:: Task set ::
**a)** In the report on the Derna floods, why are bodies being washed up hundreds of kilometers away? Answer in one to three sentences.
**b)** According to the report on the Derna floods, how many years did Dr. Salem Langhi spend living and working in Ireland?

:: Text segment ::
An Irish-Libyan emergency medicine surgeon working in the devastated Libyan city of Derna has said he fears the death toll there could reach 20,000.
Dr Salem Langhi, who spent 16 years living and working in Ireland, described the situation on the ground as "catastrophic".
"Most of the city centre has gone completely ... wiped off the map."
Survivors are "walking like zombies," he said.
"They are not crying. They are still in a state of shock. You don't see nothing in their eyes. They have nothing left."

Speaking to RTÉ's News at One, Dr Langhi said those who died had been "buried under the mud" or "thrown by the water to the sea".

"Everyday we find a lot of people, hundreds of dead bodies lying on the beach ... or under the destroyed houses".
Dr Langhi is usually based in the city of Benghazi but travelled to Derna on Monday in a bid to help in the rescue and recovery effort.
He said "convoys" of medical staff "doctors, nurses" raced to the city and that he helped to set up a field hospital there.
He said he had hoped to give medical care to those who survived "but unfortunately there are very, very few of them".
Dr Langhi is calling on Irish people for "pray" for all the victims of this disaster.
One of his friends in Derna had lost 40 members of his family.
"A lot of people looking for their families, some of them ... their whole family were killed ... the fathers, the mothers, the sons, the daughters, their cousins.
"It is very tragic and very painful to see all this.
"This is a very close community," Dr Langhi said.
He described going to one neighbourhood in Derna, where there had been a hotel, "it's not that you see the wreckage, you don't see nothing, you just see water".
Locals told him of seeing "whole buildings" moving in the water, and being swept out to sea.
He said bodies are being washed up hundreds of kilometres away such was the force of the floods.
"The whole sea, the colour is mud like ... you can see the mud going maybe two or three kilometres into the sea and you can see cars there," he said.

:: Source information ::
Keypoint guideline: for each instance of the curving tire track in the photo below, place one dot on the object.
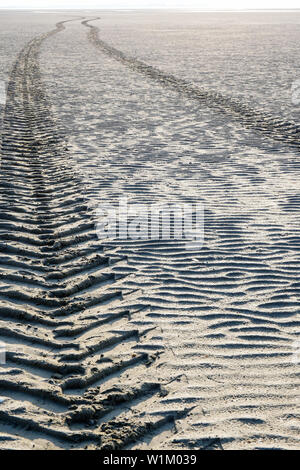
(266, 123)
(71, 372)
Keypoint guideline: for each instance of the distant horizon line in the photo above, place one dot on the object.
(208, 10)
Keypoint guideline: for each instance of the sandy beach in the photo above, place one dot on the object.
(143, 343)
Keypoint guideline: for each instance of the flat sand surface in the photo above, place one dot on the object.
(143, 344)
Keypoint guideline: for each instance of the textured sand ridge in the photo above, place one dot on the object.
(143, 344)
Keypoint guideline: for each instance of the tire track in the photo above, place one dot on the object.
(71, 370)
(257, 119)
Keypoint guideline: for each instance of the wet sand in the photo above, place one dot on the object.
(144, 344)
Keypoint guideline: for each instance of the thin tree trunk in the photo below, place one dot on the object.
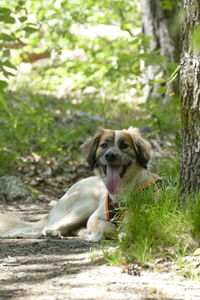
(190, 99)
(157, 23)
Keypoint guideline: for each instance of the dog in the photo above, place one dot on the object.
(120, 160)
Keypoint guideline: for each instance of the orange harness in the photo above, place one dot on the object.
(113, 212)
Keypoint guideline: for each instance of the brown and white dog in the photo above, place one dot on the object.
(119, 159)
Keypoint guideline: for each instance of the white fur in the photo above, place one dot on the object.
(83, 203)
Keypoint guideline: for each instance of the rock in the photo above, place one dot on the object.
(13, 189)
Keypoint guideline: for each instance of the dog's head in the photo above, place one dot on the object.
(115, 154)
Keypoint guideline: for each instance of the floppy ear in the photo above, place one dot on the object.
(141, 146)
(89, 148)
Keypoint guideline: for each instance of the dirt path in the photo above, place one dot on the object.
(41, 268)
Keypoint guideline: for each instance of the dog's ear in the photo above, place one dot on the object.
(89, 148)
(141, 146)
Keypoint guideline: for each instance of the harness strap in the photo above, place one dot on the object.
(113, 212)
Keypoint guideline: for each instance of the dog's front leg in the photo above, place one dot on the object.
(96, 229)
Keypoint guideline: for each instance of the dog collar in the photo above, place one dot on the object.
(115, 214)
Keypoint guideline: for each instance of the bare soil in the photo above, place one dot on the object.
(42, 268)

:: Numbered responses ::
**a)** Bodies are washing up hundreds of kilometers away because of the force of the floods. The water threw the dead out to sea, and locals even saw whole buildings moving in the water and being swept away.

**b)** 16 years.